# Required work
a - From the Stats Learning Week 3 post, list the factors that it says experimental results are likely to depend on.
b - Transcribe the passage of the Stats Learning Week 3 post starting at "Generally, this article" and ending at "power of science.".

# Text provided
++++++++
Stats Learning Week 3

Linxichen
3 min readApr 1, 2021

In week 3, we learned about confounding variables and study design. Confounding variable s a variable that will both affect the explanatory and response variable, which we have to be aware of when carrying out a study design, otherwise, an incorrect conclusion is very likely to be conducted.

For example, in this following case, higher temperature is a confounder, which affects both ice cream sales and shark attacks, leading to a spurious association between ice cream sales and shark attacks.

Also, the study design can be classified into two classes:

  1. observational study, where the assignment mechanism is unknown
  2. experiment, where the assignment mechanism is known

In observational study, we investigate the association between variables and in experiment, we inestigate the causality between variables.

In generally, several types of observational studies and experiments are as the following:

In this week’s reading, The article “Science Isn’t Broken” By Christie Aschwanden https://fivethirtyeight.com/features/science-isnt-broken/ has shown me the power of scientific researches and the difficulties that scientists encountered when carrying out experiments.

From the first to the third year leaning in statistics, the case we analyze becomes more complex and closer to our real world, which means we need to consider more factors and uncertainties that are likely to appear.

One point that really impresses me a lot is “Human fallibilities send the scientific process hurtling in fits, starts and misdirections instead of in a straight line from question to truth.” (By the article “Science Isn’t Broken” By Christie Aschwanden) Strictly speaking, every results we get from an experiment are temporary truth, which are likely to depend on too many factors, such as different experimental methods, personal biases, sample sizes and so on. More rigorous results and better decisions are made from every failure. Also, considering p-hacking, I originally thought it as a kind of misuse of data analysis which is likely to introduce lots of biases; however, in this article, it provides me with another way of understanding p-hacking, which is also a good way to explore the boundaries fo knowledge.

In the example of exploring the association between the soccer referees and red cards, this project reveals that various statistical methods chosen will result in different results, thus replication of experiments is crucially important here to make comparisons and also reduce biases.

Generally, this article shows us there are too much variabilities to consider when carrying out statistical analysis, therefore every failure from each experiment is not meaningless but provides more complete ideas to the next step, which is the power of science.

--

--
++++++++
# Rows
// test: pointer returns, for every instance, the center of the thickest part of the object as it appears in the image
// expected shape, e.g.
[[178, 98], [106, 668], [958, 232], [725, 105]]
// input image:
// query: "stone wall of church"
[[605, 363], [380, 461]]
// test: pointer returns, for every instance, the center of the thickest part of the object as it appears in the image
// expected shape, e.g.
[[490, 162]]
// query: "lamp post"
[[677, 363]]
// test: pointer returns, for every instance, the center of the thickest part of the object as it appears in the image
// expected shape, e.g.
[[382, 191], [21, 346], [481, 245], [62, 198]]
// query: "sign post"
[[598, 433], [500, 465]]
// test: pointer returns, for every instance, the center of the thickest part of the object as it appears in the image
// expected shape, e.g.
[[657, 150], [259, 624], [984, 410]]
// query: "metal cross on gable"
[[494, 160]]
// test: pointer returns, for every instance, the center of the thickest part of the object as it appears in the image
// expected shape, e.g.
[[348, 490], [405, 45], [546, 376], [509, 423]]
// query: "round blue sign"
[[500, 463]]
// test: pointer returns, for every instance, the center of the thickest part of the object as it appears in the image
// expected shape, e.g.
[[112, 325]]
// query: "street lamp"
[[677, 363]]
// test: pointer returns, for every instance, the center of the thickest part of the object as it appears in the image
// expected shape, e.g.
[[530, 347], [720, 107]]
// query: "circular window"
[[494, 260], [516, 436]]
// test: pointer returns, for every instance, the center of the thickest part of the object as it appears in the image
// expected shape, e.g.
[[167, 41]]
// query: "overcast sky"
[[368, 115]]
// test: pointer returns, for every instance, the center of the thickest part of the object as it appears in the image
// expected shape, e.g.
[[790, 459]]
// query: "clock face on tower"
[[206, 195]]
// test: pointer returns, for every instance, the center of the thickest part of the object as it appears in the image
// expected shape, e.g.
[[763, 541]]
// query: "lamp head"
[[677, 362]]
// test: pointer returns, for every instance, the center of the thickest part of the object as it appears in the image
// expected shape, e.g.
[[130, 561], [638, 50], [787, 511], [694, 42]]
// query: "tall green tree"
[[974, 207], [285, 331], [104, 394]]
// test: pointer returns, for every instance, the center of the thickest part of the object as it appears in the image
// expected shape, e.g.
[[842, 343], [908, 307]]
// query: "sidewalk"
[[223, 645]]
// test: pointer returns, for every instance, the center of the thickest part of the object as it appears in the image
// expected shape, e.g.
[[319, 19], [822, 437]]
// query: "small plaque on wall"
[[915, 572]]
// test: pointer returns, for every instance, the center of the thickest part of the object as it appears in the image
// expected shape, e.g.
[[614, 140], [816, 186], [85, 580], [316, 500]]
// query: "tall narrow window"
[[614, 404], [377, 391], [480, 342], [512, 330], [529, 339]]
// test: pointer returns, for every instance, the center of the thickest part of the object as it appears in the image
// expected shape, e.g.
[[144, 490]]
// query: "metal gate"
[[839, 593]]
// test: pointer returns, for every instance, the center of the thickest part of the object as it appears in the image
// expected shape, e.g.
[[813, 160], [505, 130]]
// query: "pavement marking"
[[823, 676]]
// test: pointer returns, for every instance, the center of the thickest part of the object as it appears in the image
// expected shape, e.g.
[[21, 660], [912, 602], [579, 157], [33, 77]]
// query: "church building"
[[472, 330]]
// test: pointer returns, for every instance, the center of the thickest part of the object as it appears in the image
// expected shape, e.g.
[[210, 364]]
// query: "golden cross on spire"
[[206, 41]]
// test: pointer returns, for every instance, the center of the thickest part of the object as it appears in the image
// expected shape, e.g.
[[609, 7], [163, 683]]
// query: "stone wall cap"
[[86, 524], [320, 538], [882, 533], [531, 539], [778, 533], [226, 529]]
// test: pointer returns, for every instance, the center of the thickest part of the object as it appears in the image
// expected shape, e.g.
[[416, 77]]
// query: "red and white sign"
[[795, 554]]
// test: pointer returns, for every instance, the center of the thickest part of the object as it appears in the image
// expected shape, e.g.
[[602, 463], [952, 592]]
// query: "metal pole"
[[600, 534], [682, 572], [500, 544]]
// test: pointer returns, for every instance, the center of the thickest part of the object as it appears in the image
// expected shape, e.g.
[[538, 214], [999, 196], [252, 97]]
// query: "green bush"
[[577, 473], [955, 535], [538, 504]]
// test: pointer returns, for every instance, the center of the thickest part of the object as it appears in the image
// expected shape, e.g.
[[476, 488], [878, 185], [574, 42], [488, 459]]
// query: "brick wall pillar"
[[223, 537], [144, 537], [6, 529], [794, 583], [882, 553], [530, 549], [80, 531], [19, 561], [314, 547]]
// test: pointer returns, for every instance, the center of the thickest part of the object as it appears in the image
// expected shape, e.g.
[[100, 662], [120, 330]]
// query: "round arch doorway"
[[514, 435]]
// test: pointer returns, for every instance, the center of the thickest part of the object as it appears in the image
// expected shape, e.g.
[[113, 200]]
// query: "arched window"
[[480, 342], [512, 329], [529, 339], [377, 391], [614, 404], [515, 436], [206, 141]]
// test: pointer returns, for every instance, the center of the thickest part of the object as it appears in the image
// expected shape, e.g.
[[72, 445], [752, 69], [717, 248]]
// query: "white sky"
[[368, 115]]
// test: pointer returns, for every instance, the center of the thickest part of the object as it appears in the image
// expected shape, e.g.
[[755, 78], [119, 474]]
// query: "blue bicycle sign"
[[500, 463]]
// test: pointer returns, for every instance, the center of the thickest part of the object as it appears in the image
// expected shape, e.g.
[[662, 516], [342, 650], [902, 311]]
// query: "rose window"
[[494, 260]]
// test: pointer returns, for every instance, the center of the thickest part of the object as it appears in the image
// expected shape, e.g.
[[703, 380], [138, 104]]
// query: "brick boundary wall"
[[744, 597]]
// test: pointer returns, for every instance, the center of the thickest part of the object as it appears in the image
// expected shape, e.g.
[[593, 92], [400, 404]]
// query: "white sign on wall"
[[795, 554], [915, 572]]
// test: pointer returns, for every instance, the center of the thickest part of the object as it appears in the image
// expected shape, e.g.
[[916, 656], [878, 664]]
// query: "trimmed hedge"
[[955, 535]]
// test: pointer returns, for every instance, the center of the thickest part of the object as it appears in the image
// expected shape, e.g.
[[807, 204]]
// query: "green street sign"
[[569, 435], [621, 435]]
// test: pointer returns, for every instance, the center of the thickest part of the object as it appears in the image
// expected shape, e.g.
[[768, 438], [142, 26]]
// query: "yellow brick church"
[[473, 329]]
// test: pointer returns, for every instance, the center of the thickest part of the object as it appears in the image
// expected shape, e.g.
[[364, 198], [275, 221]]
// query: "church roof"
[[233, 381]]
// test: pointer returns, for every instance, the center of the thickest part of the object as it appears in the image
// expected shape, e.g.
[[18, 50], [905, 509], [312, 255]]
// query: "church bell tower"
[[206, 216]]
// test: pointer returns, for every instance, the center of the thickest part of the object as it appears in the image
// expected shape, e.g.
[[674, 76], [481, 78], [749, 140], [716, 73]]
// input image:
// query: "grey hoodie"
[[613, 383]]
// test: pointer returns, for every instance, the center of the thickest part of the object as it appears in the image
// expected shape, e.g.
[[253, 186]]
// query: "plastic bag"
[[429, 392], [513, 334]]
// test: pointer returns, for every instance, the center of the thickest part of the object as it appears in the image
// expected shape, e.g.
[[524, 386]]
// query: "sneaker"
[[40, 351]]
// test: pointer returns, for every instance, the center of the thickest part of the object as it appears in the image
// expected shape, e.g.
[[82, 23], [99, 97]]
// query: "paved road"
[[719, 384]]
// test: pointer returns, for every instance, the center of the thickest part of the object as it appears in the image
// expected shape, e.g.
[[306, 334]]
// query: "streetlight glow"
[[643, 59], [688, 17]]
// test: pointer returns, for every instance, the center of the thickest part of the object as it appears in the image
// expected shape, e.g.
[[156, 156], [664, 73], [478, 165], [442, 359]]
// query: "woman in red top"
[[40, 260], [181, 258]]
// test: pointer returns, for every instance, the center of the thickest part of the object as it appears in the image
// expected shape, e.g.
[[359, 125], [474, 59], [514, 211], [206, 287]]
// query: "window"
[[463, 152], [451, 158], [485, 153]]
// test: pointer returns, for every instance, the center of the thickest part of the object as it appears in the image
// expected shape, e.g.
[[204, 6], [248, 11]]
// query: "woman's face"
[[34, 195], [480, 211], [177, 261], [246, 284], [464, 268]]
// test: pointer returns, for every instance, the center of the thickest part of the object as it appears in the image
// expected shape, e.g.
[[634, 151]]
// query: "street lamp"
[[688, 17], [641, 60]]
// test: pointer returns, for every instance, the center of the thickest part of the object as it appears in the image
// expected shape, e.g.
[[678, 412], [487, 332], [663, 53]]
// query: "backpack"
++++++++
# Answers to the tasks
a -
- different experimental methods
- personal biases
- sample sizes

b -
Generally, this article shows us there are too much variabilities to consider when carrying out statistical analysis, therefore every failure from each experiment is not meaningless but provides more complete ideas to the next step, which is the power of science.